RECORDS FOR THE EXERCISE.
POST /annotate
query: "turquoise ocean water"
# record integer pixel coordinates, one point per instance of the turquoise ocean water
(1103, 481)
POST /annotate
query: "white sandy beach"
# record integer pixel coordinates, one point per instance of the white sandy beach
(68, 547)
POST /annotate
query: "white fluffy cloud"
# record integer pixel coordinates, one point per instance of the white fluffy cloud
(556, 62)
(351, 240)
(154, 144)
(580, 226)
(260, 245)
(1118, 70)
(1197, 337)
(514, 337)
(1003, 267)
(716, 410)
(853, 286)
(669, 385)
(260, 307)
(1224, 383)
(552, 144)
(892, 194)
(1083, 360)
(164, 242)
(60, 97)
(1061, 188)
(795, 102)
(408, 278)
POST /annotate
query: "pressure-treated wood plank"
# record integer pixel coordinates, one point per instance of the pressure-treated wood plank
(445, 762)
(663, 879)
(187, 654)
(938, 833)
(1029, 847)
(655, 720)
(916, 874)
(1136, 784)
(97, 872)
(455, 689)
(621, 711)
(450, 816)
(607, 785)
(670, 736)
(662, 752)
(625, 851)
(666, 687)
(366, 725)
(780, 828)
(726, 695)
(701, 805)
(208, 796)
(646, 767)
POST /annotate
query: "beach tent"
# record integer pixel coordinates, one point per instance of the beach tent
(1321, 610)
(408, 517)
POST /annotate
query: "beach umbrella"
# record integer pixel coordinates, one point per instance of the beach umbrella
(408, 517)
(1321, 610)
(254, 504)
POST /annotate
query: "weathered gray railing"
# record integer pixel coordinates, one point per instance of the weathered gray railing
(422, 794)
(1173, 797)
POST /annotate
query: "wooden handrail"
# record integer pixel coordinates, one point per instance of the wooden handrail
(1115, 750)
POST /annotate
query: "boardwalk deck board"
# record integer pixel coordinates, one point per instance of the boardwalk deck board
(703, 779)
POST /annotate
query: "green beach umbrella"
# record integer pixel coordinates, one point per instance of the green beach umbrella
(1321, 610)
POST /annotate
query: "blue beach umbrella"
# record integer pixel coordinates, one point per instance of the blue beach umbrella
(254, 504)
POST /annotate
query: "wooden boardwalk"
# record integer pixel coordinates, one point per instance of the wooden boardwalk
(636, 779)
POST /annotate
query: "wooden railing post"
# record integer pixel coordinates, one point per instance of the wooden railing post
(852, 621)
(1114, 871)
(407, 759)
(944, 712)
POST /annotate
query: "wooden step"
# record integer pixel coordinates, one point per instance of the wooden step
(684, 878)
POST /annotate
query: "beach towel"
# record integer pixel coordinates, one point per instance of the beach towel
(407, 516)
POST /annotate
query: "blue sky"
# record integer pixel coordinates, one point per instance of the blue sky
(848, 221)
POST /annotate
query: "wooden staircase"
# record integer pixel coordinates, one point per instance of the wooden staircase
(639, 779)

SET EXERCISE. Quote the data above in full, changing nothing.

RESPONSE.
POST /annotate
query: "turquoise ocean water"
# record integer pixel coordinates, one point per instance of the turquoise ocean water
(1103, 481)
POST /annotate
query: "white sandy beach"
# record integer pixel coordinates, one point per instance of the white sandy beach
(68, 547)
POST /annotate
query: "white fluffy cloud"
# record integer pixel coordinates, one point per instance of the white fluffy cloud
(556, 62)
(351, 240)
(154, 144)
(580, 226)
(260, 245)
(1118, 70)
(1197, 337)
(514, 337)
(1003, 267)
(716, 410)
(853, 286)
(669, 385)
(260, 307)
(1224, 383)
(552, 144)
(892, 194)
(1083, 360)
(164, 242)
(60, 97)
(1061, 188)
(795, 102)
(408, 278)
POST /annotate
query: "pressure-treated wood plank"
# record integer pixel coordinates, one point per instance of the pressure-treated wood plank
(445, 762)
(663, 879)
(187, 654)
(938, 833)
(1029, 847)
(655, 720)
(916, 874)
(1136, 784)
(97, 872)
(455, 689)
(621, 711)
(450, 816)
(607, 785)
(670, 736)
(662, 752)
(625, 851)
(666, 687)
(366, 725)
(780, 828)
(726, 695)
(701, 805)
(208, 796)
(646, 767)
POST /annotate
query: "beach tent"
# record integer pixel coordinates, one point per instance of the beach tent
(1321, 610)
(408, 517)
POST /annotate
query: "beach umbrella"
# record integer pixel coordinates, one point per instance of the beach umbrella
(408, 517)
(1321, 610)
(254, 504)
POST /annotate
query: "weathered gray railing"
# record integer pixel coordinates, one point per instance of the weathered gray railing
(422, 794)
(1173, 797)
POST /annotate
query: "wooden handrail"
# record integer pixel coordinates, one point per instance of the wooden handrail
(1115, 750)
POST /annotate
query: "boardwalk deck board"
# record integer pixel coordinates, one point per instance of the boardwalk deck board
(703, 779)
POST /annotate
query: "green beach umbrella"
# record integer pixel coordinates, one point per instance of the green beach umbrella
(1321, 610)
POST /annotate
query: "blue beach umbrella"
# record integer pixel coordinates, one point per instance of the blue beach umbrella
(254, 504)
POST /annotate
query: "wooden boardwalk"
# record integer pixel coordinates, one point per instance of the wooden boardwalk
(636, 779)
POST /annotate
query: "wooden railing post"
# record integer pixel coordinates, one point per instance of the wooden railing post
(852, 621)
(1114, 871)
(407, 759)
(944, 712)
POST /annotate
query: "wooden step"
# record integer pixel coordinates, one point per instance of the wooden step
(684, 878)
POST /annotate
query: "beach towel"
# record integer pixel coordinates, one point per instance of the beach towel
(407, 516)
POST /annotate
query: "blue sky"
# record integer pixel coordinates, one point per instance of the blue sky
(848, 221)
POST /annotate
query: "wooden staircase"
# record integer pixel coordinates, one point per instance of the wooden staircase
(639, 779)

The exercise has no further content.